■ **Collection entries**:
• • •

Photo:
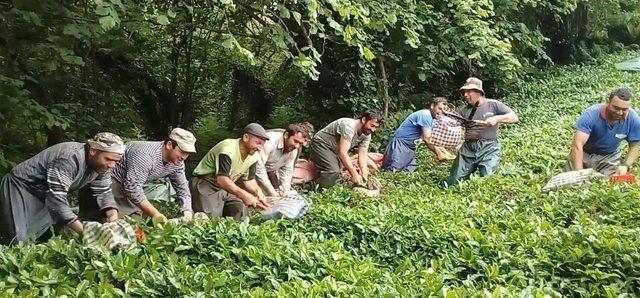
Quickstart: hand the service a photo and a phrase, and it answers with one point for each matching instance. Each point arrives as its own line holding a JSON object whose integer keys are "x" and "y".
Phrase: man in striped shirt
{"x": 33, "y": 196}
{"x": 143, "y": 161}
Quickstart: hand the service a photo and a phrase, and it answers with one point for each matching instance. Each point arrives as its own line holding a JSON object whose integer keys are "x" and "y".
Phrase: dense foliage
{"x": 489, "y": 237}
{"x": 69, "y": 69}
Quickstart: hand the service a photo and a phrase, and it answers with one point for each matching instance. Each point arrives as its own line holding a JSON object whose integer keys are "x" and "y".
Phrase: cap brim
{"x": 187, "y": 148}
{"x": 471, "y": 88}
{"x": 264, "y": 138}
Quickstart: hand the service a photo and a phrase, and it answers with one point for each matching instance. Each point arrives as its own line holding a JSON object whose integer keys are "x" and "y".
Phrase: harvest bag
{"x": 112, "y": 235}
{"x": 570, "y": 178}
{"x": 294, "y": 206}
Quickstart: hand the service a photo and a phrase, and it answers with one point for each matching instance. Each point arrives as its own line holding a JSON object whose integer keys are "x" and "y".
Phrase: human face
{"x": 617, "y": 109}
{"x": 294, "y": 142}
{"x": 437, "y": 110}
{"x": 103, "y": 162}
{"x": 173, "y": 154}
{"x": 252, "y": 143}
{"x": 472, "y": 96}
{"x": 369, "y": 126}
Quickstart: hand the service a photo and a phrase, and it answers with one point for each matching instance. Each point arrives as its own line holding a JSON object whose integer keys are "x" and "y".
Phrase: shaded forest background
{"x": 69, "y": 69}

• • •

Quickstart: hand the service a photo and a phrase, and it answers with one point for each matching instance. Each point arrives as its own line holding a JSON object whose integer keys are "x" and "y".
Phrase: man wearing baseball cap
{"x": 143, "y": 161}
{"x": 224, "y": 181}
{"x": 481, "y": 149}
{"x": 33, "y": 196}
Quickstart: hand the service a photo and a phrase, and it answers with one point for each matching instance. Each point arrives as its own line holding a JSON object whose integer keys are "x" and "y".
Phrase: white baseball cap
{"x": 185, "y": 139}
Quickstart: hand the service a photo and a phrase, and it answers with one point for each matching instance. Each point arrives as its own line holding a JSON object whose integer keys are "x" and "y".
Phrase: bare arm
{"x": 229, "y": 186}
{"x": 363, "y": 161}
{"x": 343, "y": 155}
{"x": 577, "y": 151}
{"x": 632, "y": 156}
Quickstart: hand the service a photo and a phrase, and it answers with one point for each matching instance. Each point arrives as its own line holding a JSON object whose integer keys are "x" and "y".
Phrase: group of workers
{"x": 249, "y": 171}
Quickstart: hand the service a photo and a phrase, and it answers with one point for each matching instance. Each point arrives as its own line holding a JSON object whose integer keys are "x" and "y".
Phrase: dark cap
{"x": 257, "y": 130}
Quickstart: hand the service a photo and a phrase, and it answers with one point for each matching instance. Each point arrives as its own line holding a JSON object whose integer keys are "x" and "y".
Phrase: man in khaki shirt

• • •

■ **About this exercise**: Your task for the entries above: copy exactly the span starting with the line with "Phrase: dark cap" and going on through the line with "Phrase: man in khaki shirt", both lines included, and nothing else.

■ **Written solution**:
Phrase: dark cap
{"x": 257, "y": 130}
Quickstart: hand the service a photo and a phrase, and it answers with one point for each matching instance. Each point arrives as its own line holding a JSON object whose integer keys are "x" and "y".
Phrase: man in khaki shirt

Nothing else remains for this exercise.